Can you reproduce the entire listing below, every line unchanged?

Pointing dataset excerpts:
==================================================

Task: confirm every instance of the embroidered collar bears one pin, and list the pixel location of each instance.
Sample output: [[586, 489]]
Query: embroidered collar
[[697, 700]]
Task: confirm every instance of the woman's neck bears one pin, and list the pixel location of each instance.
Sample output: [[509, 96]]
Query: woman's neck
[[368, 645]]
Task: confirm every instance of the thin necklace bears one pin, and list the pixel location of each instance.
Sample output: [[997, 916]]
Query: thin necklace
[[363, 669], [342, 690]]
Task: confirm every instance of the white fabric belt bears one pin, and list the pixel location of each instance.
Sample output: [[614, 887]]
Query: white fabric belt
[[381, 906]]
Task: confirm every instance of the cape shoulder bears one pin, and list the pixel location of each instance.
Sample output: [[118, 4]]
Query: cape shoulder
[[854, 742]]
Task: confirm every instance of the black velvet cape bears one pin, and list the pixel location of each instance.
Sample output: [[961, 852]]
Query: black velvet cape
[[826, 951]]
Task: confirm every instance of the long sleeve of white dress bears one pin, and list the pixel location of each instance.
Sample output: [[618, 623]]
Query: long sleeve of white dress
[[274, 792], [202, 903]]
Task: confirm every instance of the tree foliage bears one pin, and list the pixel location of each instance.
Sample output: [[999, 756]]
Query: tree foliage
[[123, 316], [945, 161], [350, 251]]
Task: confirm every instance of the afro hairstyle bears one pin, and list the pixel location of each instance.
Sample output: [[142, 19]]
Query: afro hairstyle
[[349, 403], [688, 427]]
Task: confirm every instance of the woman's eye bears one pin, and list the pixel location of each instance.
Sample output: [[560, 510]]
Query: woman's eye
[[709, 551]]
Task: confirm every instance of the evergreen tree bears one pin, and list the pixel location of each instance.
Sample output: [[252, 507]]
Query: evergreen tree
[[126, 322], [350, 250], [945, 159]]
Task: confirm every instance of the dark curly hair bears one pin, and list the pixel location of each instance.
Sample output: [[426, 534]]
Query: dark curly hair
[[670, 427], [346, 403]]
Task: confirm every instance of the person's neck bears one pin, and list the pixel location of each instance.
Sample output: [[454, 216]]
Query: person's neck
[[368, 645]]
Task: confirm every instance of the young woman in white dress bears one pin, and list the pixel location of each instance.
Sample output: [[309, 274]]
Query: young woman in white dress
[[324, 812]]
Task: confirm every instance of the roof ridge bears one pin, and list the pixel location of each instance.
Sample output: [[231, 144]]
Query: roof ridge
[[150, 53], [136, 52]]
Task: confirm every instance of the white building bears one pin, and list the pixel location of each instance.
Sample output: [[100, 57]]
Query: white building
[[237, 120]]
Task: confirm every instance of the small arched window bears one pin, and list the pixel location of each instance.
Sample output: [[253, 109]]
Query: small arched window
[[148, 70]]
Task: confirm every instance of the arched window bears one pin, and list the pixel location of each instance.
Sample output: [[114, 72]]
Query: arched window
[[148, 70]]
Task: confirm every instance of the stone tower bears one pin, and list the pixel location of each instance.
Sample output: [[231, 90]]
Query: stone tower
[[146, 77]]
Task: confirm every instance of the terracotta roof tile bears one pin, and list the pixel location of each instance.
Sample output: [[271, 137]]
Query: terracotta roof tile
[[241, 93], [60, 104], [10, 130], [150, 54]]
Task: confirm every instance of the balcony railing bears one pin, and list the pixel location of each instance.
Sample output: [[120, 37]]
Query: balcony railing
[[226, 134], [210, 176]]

==================================================

◆ EXERCISE RESPONSE
Task: confirm every instance of the embroidered collar bears one pin, and list the pixel location of each instance.
Sample output: [[586, 489]]
Query: embroidered collar
[[697, 700]]
Task: confirm every instance of the woman's neck bears one pin, and list the pixel location of each instance.
Sample output: [[509, 96]]
Query: woman's neck
[[368, 645]]
Task: confirm every instance of the thin necklace bears one pin, and list the pixel location of each instance.
Sample output: [[997, 916]]
Query: thin necklace
[[363, 669], [342, 690]]
Task: confirm every instance of the white fabric belt bears one pin, and list the pixel location of each instance.
Sample output: [[614, 887]]
Query: white fabric belt
[[381, 906]]
Task: confirm every instance of the cape shoulder bears one pin, and list the pixel location of each instance.
Sample output: [[118, 4]]
Query: cape shoulder
[[854, 742]]
Task: confirm every instance of the black velvet cape bears one pin, and list the pixel location of each instance.
Sample output: [[961, 852]]
Query: black velvet cape
[[826, 951]]
Task: confirm every instance of the long sleeve of white dress bears one pin, and list the pixel location of each instance.
Sample output: [[618, 623]]
Query: long sleeve of white dress
[[274, 792], [202, 903]]
Task: confirm every instance of the tree foliage bears one pin, and list the pixel location of each instance.
Sample output: [[999, 756]]
Query: tree foliage
[[123, 316], [945, 161], [350, 251]]
Task: confirm every instance of the afro hairstyle bears one pin, and list the pixel location of each instance.
Sample output: [[142, 19]]
Query: afro hairstyle
[[349, 403], [688, 427]]
Task: confirm every instance of the woman's eye bears one pin, and list the pixel location of each instance.
Sample output: [[560, 510]]
Query: woman's eye
[[709, 551]]
Task: confirm every instance of the evergreen tree bears one pin, and list the pixel location of each instance.
Sample output: [[252, 507]]
Query: evergreen tree
[[126, 322], [350, 250], [945, 159]]
Task: confirm every instance of the dark curly hair bears one pin, and list the pixel location of each instance.
Sample output: [[426, 534]]
Query: dark curly hair
[[670, 427], [346, 403]]
Task: confirm every instance of the person's neck bears one pin, and list the pixel location of each instance.
Sample output: [[454, 216]]
Query: person's neck
[[368, 645]]
Task: confirm every instance of the young woman in white dress bears one pin, and list the pixel location of each instance.
Sample output: [[309, 274]]
Query: young woman in white dress
[[324, 812]]
Task: confirm every instance of the roof ridge bears one pin, and list the pixel location of each instance.
Sample output: [[231, 144]]
Query: roof ridge
[[150, 53], [136, 52]]
Task: confirm every instance of the white building bears one pin, and list the pixel location of each instance.
Sample output: [[100, 57]]
Query: white building
[[237, 120]]
Task: confirm every instance of the small arched window bears one pin, and list the pixel location of each instance.
Sample output: [[253, 109]]
Query: small arched window
[[148, 70]]
Task: confirm every instance of the arched window bears one pin, and list the pixel location of each instance.
Sample output: [[114, 72]]
Query: arched window
[[148, 70]]
Task: confirm every instance of the stone tower bears one pin, and list the pixel location of each instance.
Sample output: [[231, 90]]
Query: stone tower
[[146, 77]]
Task: confirm every instance of the terracotta roof tile bears one pin, and list the pixel location of each instance.
Sample output: [[271, 137]]
Query: terracotta roof tile
[[241, 93], [60, 104], [10, 130], [150, 54]]
Task: confirm every instance of the balcony railing bears one pin, and list the pixel location of each instance.
Sample output: [[120, 37]]
Query: balcony railing
[[226, 134], [210, 176]]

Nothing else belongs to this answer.